┌──
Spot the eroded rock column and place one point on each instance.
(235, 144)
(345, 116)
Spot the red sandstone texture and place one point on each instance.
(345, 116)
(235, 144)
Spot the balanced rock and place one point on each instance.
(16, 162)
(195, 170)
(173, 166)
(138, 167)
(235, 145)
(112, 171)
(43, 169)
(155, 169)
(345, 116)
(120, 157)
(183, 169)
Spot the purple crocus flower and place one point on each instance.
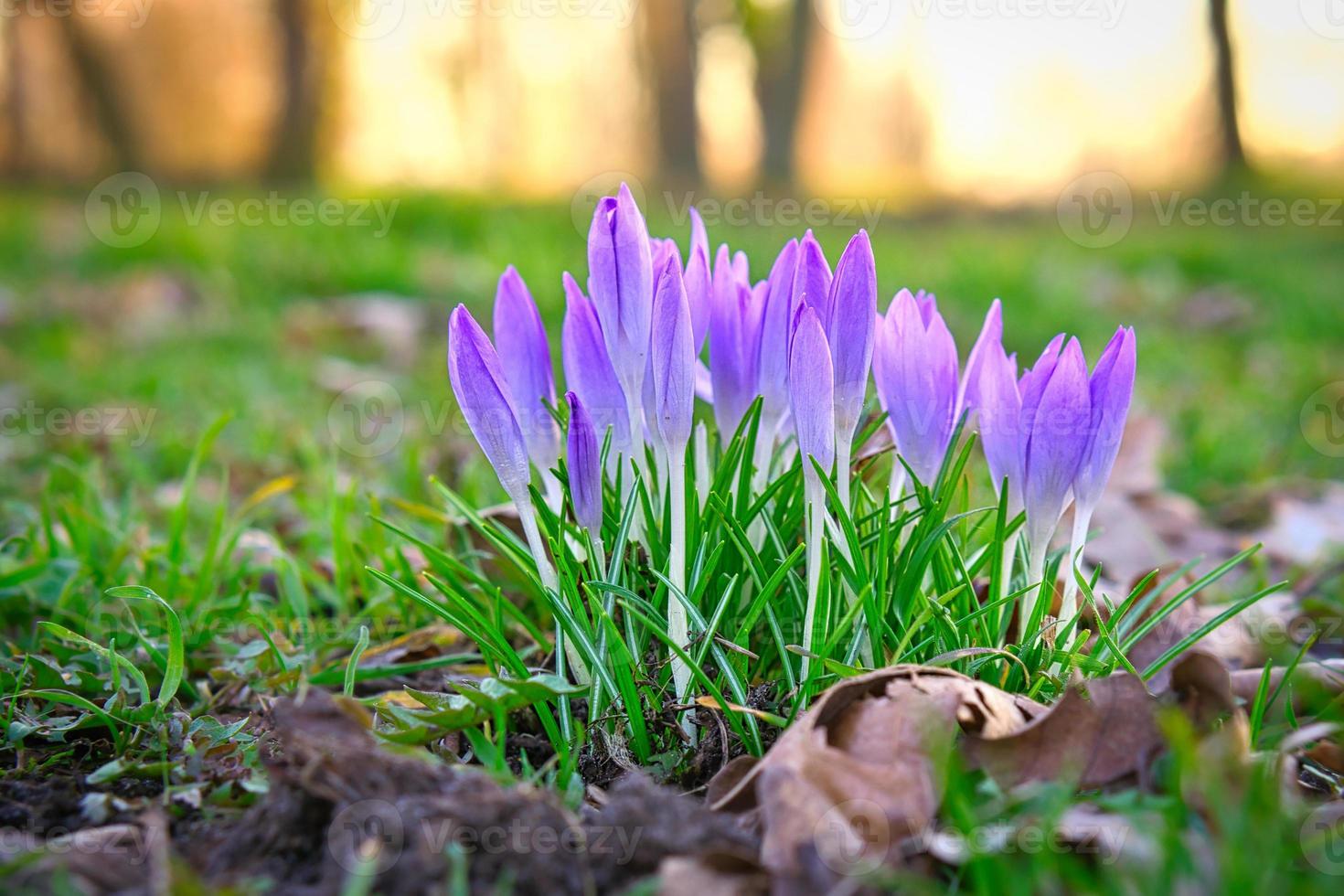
(526, 357)
(812, 391)
(585, 466)
(588, 369)
(734, 346)
(775, 324)
(699, 288)
(1054, 434)
(917, 380)
(699, 235)
(849, 334)
(672, 360)
(1110, 389)
(812, 280)
(991, 334)
(621, 285)
(483, 392)
(1000, 421)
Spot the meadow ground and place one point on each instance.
(219, 414)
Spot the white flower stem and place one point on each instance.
(1009, 560)
(1043, 592)
(844, 452)
(702, 464)
(527, 516)
(814, 559)
(677, 575)
(761, 457)
(897, 489)
(552, 491)
(1083, 521)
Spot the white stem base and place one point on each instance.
(1083, 521)
(677, 630)
(527, 516)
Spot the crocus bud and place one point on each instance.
└──
**Task requirements:** Transcribe the data word for word, with no images.

**Solution:**
Spot the eroded rock column and place one point on each instance.
(235, 144)
(345, 116)
Spot the red sandstone texture and place one point on each instance.
(345, 116)
(235, 144)
Spot the balanced rock and place one point on each instance.
(16, 162)
(195, 170)
(173, 166)
(138, 167)
(235, 145)
(112, 171)
(43, 169)
(155, 169)
(345, 116)
(120, 157)
(183, 169)
Spot the purple crocus flower and place one point on each instance.
(526, 357)
(812, 391)
(585, 466)
(588, 369)
(734, 346)
(775, 324)
(699, 288)
(1054, 434)
(917, 380)
(699, 235)
(849, 334)
(672, 360)
(1110, 389)
(812, 280)
(991, 334)
(621, 285)
(483, 392)
(1000, 421)
Spot the meadow ground and place one point on each instance.
(219, 414)
Spot the white flower stem and place one point on each instance.
(1009, 560)
(1043, 592)
(844, 452)
(702, 464)
(527, 516)
(814, 559)
(677, 575)
(761, 457)
(897, 489)
(552, 491)
(1083, 521)
Spot the white stem base and place one point on each instance.
(1083, 521)
(677, 630)
(527, 516)
Spot the crocus bud and place one point on each instance.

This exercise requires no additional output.